Aim of the task :: Give again the entries below exactly, beginning at the first line and ending at the line with "positive clicks: (557, 364)".

Exercise data ::
————————

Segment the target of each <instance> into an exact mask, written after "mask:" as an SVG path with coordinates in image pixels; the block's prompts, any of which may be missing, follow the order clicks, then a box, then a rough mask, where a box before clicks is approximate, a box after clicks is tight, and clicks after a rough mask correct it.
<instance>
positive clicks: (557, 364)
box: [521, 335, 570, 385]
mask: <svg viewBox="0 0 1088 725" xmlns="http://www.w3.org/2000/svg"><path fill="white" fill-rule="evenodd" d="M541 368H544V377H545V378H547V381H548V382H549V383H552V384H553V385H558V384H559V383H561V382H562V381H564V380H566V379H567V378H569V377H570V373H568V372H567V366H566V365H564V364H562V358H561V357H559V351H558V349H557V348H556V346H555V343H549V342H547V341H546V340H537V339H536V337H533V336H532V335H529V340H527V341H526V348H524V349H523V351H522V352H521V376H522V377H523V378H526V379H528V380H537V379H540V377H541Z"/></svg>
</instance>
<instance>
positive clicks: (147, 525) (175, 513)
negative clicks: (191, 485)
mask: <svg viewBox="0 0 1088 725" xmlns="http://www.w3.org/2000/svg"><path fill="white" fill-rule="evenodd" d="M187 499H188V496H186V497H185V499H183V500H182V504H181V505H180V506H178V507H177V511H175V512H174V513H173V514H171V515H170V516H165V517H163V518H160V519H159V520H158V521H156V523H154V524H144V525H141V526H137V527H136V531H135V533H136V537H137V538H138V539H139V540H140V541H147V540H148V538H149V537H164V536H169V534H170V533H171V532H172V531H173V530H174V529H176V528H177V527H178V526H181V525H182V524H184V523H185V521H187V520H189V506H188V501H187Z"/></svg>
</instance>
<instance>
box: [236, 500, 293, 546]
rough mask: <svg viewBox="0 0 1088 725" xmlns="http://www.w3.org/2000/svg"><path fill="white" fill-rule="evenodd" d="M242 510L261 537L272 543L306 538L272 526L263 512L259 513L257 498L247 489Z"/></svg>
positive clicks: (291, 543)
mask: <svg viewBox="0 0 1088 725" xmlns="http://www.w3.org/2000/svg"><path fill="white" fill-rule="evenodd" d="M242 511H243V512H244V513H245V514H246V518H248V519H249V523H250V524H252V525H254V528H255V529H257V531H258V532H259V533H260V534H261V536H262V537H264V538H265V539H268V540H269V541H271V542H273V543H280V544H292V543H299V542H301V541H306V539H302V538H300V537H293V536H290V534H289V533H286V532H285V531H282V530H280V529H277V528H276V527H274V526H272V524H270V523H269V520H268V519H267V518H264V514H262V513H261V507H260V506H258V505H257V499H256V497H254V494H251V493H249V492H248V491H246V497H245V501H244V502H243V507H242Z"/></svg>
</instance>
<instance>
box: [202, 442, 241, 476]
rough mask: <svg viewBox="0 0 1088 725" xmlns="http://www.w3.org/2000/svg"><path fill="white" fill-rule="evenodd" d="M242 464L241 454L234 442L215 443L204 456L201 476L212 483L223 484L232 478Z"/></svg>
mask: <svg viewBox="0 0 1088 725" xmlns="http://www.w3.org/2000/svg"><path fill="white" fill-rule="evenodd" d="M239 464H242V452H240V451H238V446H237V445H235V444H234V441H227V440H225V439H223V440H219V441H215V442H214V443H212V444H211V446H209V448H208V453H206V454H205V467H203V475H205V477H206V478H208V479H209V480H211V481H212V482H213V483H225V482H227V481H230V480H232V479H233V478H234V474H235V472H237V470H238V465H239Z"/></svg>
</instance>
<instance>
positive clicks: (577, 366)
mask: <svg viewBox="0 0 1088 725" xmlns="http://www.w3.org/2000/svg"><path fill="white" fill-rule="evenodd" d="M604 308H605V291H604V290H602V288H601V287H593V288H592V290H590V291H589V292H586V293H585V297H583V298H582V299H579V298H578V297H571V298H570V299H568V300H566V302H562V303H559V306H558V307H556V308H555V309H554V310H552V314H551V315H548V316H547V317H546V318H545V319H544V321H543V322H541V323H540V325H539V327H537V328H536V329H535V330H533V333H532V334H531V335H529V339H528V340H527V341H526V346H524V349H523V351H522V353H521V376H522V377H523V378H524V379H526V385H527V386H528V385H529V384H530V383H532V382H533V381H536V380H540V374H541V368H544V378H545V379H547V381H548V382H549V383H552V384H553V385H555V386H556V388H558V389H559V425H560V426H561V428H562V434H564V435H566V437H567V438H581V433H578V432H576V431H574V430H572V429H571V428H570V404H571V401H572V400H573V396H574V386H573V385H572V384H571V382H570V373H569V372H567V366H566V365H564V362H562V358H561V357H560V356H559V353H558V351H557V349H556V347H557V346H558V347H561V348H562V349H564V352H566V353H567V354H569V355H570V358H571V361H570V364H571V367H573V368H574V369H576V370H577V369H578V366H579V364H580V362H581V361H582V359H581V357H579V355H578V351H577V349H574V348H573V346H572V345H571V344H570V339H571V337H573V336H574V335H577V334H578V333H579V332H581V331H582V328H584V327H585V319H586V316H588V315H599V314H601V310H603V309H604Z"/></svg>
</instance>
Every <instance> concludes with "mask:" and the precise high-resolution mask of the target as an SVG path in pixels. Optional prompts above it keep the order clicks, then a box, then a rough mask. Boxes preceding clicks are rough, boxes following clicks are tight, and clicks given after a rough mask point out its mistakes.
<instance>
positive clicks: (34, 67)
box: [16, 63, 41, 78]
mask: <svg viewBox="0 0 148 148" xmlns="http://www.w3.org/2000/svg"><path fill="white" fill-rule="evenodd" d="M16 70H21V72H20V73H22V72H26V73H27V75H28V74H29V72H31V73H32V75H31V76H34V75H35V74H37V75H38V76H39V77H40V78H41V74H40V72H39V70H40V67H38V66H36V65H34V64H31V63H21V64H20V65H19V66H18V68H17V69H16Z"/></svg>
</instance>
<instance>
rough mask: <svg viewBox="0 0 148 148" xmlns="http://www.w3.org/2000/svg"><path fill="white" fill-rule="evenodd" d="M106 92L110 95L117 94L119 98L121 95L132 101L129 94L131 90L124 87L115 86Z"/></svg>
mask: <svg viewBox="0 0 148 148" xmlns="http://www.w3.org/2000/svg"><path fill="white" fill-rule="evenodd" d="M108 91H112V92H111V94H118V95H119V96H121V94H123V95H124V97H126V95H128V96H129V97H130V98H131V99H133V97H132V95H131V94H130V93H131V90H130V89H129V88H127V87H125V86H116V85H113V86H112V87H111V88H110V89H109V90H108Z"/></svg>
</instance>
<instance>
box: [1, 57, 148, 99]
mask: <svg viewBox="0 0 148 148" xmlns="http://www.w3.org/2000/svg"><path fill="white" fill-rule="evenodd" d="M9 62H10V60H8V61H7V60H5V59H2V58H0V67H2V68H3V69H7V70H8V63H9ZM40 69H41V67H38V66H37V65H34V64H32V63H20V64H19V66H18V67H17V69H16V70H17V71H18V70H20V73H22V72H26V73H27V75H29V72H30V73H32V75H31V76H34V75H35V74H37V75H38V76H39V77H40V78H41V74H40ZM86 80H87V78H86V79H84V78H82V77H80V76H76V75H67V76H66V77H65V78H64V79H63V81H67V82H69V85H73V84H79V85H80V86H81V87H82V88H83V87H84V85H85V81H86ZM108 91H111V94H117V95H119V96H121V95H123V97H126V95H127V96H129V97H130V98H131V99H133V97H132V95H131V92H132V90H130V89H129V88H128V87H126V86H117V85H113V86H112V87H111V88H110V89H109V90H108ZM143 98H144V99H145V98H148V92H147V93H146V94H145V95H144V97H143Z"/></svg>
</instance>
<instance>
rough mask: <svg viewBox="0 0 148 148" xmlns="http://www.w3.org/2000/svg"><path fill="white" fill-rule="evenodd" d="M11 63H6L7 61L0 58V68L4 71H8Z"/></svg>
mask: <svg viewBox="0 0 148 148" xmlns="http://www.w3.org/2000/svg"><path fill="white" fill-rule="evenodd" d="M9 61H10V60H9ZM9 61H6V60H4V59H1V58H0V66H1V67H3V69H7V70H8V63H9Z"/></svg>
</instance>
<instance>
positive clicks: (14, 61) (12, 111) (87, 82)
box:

————————

Your solution ::
Segment the target of each <instance> into an exact mask, written after "mask:" as an SVG path with coordinates in image pixels; the block's prompts, any of which may be missing, follow the order clicks, then a box, then a rough mask, where a box before clicks is approximate, a box after clicks is tight, and clicks after a rough mask correct it.
<instance>
positive clicks: (557, 364)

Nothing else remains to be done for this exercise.